----- Supplied data -----
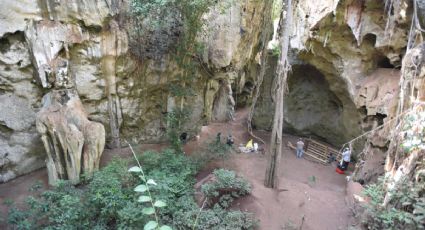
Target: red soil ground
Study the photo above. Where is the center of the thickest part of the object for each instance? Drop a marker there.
(299, 203)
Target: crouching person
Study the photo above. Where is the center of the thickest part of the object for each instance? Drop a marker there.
(345, 161)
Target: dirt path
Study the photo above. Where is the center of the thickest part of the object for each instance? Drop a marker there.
(321, 203)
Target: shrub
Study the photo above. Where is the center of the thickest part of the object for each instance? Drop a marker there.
(225, 188)
(406, 209)
(108, 200)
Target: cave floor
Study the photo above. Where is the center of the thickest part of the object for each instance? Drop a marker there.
(319, 204)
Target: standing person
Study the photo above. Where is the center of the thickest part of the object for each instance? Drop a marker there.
(300, 148)
(346, 157)
(230, 140)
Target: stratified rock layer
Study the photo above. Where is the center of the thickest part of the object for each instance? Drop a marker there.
(46, 46)
(73, 143)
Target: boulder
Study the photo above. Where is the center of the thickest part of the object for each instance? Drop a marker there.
(73, 143)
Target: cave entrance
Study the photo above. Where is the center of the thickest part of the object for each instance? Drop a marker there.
(311, 108)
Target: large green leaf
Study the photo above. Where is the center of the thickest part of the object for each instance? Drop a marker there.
(144, 199)
(141, 188)
(159, 204)
(135, 169)
(152, 182)
(150, 225)
(148, 211)
(165, 227)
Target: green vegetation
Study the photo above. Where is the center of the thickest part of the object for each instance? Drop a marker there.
(115, 198)
(406, 209)
(225, 188)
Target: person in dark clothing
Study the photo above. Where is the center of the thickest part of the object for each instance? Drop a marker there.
(230, 140)
(183, 138)
(218, 140)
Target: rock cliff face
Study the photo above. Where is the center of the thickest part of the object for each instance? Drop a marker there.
(85, 46)
(341, 55)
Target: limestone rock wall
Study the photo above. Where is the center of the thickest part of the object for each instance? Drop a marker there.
(89, 43)
(344, 42)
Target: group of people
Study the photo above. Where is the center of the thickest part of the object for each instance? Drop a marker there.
(343, 164)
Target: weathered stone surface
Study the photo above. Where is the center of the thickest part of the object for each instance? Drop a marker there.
(72, 142)
(84, 45)
(46, 39)
(14, 15)
(344, 41)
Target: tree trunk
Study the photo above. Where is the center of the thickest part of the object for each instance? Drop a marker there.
(272, 172)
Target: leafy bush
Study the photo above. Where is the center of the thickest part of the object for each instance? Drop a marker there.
(225, 188)
(108, 200)
(406, 209)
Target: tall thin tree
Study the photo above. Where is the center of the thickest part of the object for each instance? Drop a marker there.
(275, 150)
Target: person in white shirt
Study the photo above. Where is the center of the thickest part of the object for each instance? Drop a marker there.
(346, 158)
(300, 148)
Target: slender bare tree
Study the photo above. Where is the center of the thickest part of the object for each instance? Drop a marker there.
(275, 150)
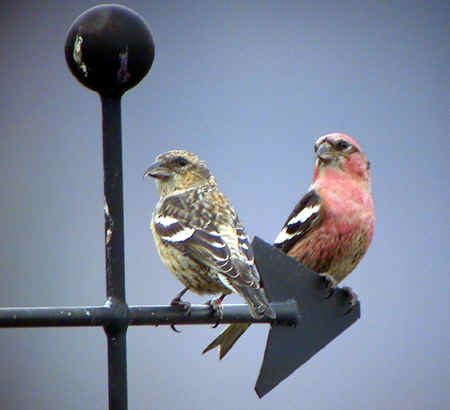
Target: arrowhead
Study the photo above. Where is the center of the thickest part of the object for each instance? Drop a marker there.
(321, 318)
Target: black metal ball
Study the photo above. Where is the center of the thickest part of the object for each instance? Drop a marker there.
(109, 48)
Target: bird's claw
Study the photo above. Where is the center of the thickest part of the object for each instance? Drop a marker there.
(326, 282)
(185, 306)
(216, 308)
(350, 297)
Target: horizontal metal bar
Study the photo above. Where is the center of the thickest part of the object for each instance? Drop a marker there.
(287, 313)
(55, 316)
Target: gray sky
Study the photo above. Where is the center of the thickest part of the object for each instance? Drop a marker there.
(248, 86)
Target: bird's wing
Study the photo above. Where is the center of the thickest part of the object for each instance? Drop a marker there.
(307, 215)
(201, 230)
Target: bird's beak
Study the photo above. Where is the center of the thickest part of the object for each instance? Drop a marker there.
(326, 152)
(157, 170)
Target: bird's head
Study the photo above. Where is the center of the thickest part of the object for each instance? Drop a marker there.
(178, 170)
(341, 152)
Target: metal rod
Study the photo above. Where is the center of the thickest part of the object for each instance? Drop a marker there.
(114, 252)
(157, 315)
(113, 186)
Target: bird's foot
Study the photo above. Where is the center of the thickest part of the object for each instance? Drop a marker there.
(216, 309)
(327, 283)
(350, 297)
(185, 306)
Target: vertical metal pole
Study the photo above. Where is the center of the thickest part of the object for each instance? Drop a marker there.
(109, 49)
(114, 252)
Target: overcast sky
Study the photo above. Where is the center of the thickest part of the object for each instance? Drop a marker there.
(248, 86)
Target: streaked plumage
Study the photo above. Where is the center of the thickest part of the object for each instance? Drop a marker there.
(198, 234)
(331, 227)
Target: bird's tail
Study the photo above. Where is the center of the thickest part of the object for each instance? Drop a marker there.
(258, 306)
(228, 338)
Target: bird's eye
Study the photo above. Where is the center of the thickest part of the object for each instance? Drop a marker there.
(341, 145)
(181, 161)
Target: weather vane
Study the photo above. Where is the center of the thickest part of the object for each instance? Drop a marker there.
(109, 49)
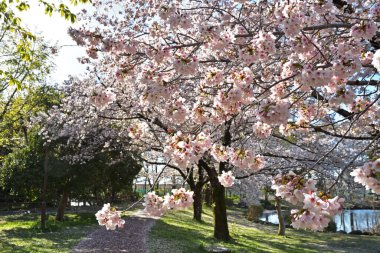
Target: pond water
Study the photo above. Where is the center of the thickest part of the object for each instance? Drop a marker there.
(347, 221)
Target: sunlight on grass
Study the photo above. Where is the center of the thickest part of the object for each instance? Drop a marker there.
(177, 232)
(21, 233)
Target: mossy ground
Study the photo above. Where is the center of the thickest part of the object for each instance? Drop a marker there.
(177, 232)
(21, 233)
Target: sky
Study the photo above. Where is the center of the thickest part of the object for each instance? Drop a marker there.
(54, 30)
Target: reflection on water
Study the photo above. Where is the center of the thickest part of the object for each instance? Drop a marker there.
(347, 221)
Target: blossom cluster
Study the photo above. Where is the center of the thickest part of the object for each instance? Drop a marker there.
(369, 176)
(316, 212)
(109, 217)
(157, 206)
(185, 149)
(292, 187)
(102, 98)
(226, 179)
(241, 158)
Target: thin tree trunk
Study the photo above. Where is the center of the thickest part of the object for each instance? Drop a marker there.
(281, 222)
(62, 205)
(221, 231)
(44, 190)
(208, 195)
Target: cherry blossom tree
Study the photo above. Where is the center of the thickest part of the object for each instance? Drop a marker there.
(209, 83)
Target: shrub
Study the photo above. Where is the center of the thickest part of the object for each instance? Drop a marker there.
(254, 212)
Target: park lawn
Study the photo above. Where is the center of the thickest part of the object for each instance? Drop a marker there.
(21, 233)
(177, 232)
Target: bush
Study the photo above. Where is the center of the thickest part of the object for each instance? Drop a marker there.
(254, 212)
(267, 204)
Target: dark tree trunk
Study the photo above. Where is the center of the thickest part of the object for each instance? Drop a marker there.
(198, 199)
(197, 202)
(281, 222)
(62, 205)
(44, 189)
(208, 196)
(221, 231)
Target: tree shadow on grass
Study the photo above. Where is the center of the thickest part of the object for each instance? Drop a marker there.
(22, 234)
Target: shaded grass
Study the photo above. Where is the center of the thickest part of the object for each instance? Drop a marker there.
(177, 232)
(21, 233)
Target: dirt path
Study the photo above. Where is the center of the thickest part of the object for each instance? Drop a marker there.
(132, 238)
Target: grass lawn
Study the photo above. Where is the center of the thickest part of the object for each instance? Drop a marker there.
(177, 232)
(21, 233)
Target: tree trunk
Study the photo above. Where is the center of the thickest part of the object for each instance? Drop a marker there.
(198, 202)
(221, 231)
(281, 222)
(208, 195)
(44, 189)
(62, 205)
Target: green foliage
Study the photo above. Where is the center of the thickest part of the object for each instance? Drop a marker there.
(21, 233)
(254, 212)
(176, 232)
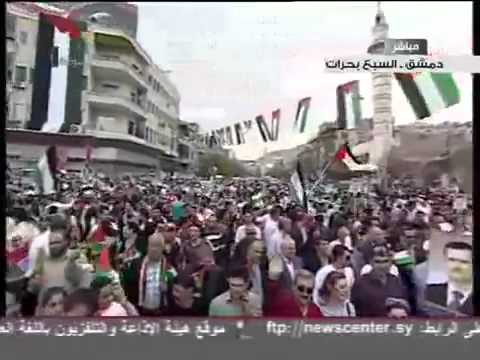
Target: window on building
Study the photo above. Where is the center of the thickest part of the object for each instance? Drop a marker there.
(110, 86)
(11, 25)
(84, 82)
(20, 74)
(20, 111)
(131, 128)
(23, 37)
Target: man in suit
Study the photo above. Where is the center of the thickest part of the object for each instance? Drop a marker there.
(291, 263)
(456, 294)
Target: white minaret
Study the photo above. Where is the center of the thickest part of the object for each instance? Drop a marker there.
(382, 95)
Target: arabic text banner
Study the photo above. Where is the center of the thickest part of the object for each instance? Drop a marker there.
(403, 64)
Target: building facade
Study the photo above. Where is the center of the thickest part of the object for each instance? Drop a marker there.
(118, 103)
(22, 28)
(382, 96)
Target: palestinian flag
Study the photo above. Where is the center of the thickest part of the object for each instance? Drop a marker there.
(275, 125)
(239, 134)
(301, 115)
(428, 92)
(345, 162)
(349, 111)
(263, 128)
(47, 172)
(297, 185)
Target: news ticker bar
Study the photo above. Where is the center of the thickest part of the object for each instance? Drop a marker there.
(403, 64)
(240, 329)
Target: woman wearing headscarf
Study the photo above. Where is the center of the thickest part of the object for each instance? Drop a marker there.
(334, 296)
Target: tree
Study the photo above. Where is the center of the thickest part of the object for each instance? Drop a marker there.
(225, 166)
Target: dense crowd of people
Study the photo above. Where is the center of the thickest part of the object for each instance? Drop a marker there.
(231, 247)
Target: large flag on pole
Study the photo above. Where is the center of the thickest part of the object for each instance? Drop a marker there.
(47, 171)
(348, 105)
(429, 92)
(297, 184)
(301, 115)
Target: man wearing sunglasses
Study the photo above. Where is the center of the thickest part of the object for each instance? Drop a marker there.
(295, 302)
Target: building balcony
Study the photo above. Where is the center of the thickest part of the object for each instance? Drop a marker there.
(117, 67)
(106, 101)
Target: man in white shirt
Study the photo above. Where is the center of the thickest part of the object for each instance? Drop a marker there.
(40, 243)
(291, 262)
(343, 238)
(340, 257)
(247, 223)
(270, 225)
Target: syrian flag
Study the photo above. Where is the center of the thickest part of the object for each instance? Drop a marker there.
(428, 92)
(301, 115)
(349, 109)
(298, 187)
(345, 162)
(47, 171)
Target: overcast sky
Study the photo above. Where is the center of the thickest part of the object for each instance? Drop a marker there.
(233, 61)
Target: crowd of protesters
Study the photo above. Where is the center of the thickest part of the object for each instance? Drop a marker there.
(230, 248)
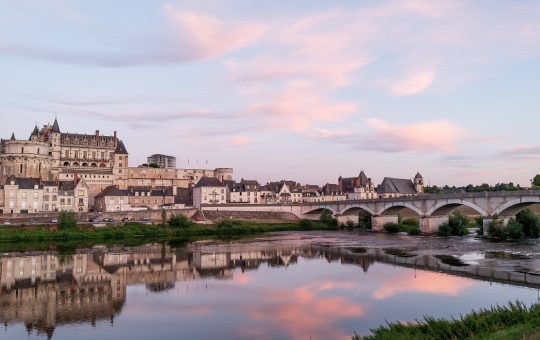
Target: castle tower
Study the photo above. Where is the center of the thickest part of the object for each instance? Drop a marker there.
(419, 183)
(120, 166)
(55, 142)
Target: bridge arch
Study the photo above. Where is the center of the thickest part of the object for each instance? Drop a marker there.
(392, 208)
(514, 206)
(358, 207)
(315, 210)
(444, 208)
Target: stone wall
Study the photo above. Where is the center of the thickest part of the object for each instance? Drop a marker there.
(250, 216)
(153, 215)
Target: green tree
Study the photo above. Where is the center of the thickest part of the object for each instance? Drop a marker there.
(67, 220)
(327, 219)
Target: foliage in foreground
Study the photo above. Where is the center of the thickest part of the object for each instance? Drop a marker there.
(475, 325)
(525, 225)
(138, 230)
(67, 220)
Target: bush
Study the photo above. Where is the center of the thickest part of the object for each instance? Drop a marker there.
(444, 230)
(530, 223)
(414, 231)
(411, 223)
(67, 220)
(306, 224)
(364, 222)
(391, 227)
(179, 221)
(459, 223)
(513, 230)
(327, 219)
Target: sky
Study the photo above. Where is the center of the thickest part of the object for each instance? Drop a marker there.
(306, 90)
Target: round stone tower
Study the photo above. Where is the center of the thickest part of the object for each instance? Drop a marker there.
(25, 158)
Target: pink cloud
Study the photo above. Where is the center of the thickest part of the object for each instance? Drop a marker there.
(413, 84)
(302, 312)
(208, 36)
(425, 282)
(239, 141)
(299, 107)
(439, 136)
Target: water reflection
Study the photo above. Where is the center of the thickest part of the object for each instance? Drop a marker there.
(244, 291)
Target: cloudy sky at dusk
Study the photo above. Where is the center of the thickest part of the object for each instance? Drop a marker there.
(306, 90)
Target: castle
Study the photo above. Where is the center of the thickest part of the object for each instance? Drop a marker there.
(100, 160)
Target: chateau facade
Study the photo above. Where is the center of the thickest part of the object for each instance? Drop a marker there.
(101, 160)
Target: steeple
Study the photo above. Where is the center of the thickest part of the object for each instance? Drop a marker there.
(35, 133)
(56, 127)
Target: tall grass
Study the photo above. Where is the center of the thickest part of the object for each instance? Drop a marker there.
(137, 230)
(477, 324)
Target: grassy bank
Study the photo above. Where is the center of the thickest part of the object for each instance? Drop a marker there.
(138, 230)
(513, 322)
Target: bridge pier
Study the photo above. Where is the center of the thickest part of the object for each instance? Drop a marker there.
(431, 224)
(487, 221)
(378, 222)
(343, 219)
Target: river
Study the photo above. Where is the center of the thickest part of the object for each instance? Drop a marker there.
(318, 285)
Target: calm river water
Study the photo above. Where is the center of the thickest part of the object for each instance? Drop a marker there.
(283, 286)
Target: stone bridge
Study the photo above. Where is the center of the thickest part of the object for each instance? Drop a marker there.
(432, 210)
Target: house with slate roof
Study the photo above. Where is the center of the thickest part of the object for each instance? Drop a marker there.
(209, 190)
(399, 187)
(357, 188)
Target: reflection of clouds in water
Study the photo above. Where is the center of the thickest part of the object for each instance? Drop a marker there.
(302, 312)
(424, 282)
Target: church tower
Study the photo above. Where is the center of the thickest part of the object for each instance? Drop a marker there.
(419, 183)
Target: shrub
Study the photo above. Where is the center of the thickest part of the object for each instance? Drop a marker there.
(391, 227)
(411, 223)
(306, 224)
(459, 223)
(444, 230)
(67, 220)
(414, 231)
(364, 222)
(179, 221)
(530, 223)
(326, 218)
(513, 230)
(163, 217)
(495, 228)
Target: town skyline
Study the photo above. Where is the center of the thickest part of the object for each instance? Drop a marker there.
(307, 91)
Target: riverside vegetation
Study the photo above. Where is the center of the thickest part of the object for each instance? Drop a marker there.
(515, 321)
(178, 226)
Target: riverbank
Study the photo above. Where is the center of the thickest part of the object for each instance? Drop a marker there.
(516, 321)
(148, 231)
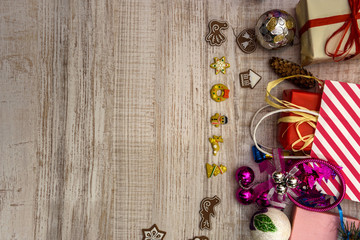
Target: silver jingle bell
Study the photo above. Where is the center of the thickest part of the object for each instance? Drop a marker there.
(291, 182)
(278, 177)
(281, 189)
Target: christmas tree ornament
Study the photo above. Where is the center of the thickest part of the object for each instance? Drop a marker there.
(153, 233)
(215, 140)
(278, 177)
(262, 200)
(270, 224)
(220, 65)
(245, 196)
(285, 68)
(219, 92)
(215, 37)
(214, 170)
(245, 176)
(275, 29)
(218, 119)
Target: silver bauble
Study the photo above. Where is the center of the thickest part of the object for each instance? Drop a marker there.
(281, 189)
(278, 177)
(291, 182)
(275, 29)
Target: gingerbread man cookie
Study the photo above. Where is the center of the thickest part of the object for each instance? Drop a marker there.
(215, 37)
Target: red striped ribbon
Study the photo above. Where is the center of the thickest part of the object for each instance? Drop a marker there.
(342, 50)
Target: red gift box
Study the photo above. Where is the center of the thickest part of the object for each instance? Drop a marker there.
(287, 134)
(311, 225)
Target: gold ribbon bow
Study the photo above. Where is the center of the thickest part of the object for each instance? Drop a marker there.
(300, 117)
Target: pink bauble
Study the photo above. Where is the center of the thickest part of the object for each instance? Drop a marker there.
(245, 176)
(245, 196)
(262, 200)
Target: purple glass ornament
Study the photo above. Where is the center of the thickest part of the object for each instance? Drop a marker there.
(245, 176)
(245, 196)
(262, 200)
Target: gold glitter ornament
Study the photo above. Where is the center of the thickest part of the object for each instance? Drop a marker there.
(220, 65)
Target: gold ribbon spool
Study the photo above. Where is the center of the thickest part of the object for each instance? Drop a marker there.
(301, 117)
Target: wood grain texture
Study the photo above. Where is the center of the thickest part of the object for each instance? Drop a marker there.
(104, 111)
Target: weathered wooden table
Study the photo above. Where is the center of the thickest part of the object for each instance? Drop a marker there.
(104, 116)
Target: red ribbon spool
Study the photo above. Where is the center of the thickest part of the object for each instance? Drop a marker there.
(342, 51)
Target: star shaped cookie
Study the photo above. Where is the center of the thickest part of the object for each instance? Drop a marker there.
(153, 233)
(220, 65)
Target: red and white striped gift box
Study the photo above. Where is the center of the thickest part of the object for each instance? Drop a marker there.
(337, 135)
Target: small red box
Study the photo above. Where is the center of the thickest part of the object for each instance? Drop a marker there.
(287, 131)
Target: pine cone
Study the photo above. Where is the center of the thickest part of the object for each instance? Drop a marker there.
(285, 68)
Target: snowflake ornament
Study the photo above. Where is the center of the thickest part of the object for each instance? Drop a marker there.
(153, 233)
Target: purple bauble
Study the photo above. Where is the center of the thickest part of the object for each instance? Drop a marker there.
(245, 196)
(245, 176)
(262, 200)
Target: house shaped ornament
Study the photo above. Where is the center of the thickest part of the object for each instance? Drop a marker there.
(249, 79)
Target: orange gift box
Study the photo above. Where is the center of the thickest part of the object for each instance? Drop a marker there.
(287, 134)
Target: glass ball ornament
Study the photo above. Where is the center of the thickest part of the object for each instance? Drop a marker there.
(281, 189)
(275, 29)
(291, 182)
(245, 176)
(245, 196)
(278, 177)
(262, 200)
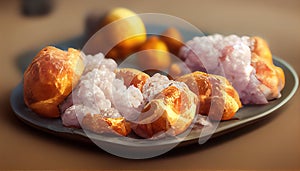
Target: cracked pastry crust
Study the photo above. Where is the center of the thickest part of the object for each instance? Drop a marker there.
(50, 78)
(213, 89)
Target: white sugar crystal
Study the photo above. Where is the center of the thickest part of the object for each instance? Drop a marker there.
(228, 56)
(100, 92)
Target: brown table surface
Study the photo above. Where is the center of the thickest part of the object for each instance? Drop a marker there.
(271, 143)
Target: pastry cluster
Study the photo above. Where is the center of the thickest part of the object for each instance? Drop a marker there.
(90, 92)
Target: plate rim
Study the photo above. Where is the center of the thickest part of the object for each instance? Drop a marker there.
(79, 134)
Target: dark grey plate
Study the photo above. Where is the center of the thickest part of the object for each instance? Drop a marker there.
(245, 116)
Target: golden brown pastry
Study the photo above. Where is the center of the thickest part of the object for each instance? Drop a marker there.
(132, 77)
(171, 112)
(99, 124)
(266, 72)
(207, 87)
(49, 79)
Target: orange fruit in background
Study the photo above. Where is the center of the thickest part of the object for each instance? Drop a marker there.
(173, 40)
(153, 54)
(126, 32)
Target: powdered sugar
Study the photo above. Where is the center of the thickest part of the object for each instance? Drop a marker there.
(228, 56)
(100, 92)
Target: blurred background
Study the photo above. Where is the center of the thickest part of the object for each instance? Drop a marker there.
(29, 25)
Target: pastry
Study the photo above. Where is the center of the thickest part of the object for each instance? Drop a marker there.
(132, 77)
(50, 78)
(213, 89)
(170, 108)
(245, 61)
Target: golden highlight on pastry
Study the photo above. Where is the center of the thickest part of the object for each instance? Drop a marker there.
(49, 79)
(202, 85)
(170, 109)
(132, 76)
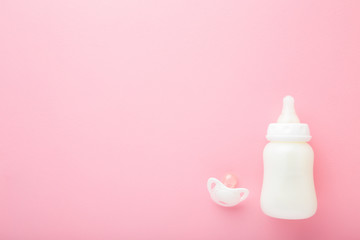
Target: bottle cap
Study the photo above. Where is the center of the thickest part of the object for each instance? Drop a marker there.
(288, 127)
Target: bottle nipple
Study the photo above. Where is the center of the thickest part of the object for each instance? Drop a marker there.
(288, 114)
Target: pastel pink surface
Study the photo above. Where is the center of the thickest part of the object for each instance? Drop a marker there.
(113, 114)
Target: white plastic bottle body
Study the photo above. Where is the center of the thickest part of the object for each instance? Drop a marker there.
(288, 190)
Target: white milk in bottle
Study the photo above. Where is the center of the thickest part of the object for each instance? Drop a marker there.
(288, 190)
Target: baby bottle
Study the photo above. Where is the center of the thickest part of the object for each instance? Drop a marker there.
(288, 190)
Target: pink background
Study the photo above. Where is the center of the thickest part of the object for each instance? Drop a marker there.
(113, 114)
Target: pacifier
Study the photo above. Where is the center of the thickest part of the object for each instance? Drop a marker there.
(225, 194)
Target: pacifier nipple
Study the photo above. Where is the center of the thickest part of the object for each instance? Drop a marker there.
(288, 114)
(225, 194)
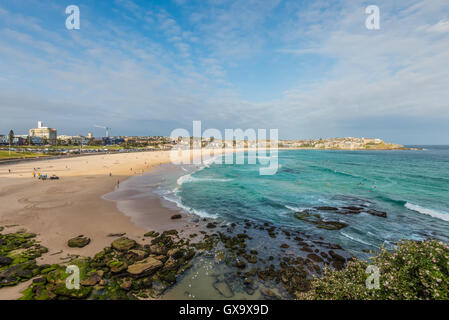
-----
Exercise objective. Locate every line in the records above that contains the word "person", and copy each of those lines.

Result for this task.
Target: crouching person
Target: standing person
Target: person in dark clothing
Target: person in white shirt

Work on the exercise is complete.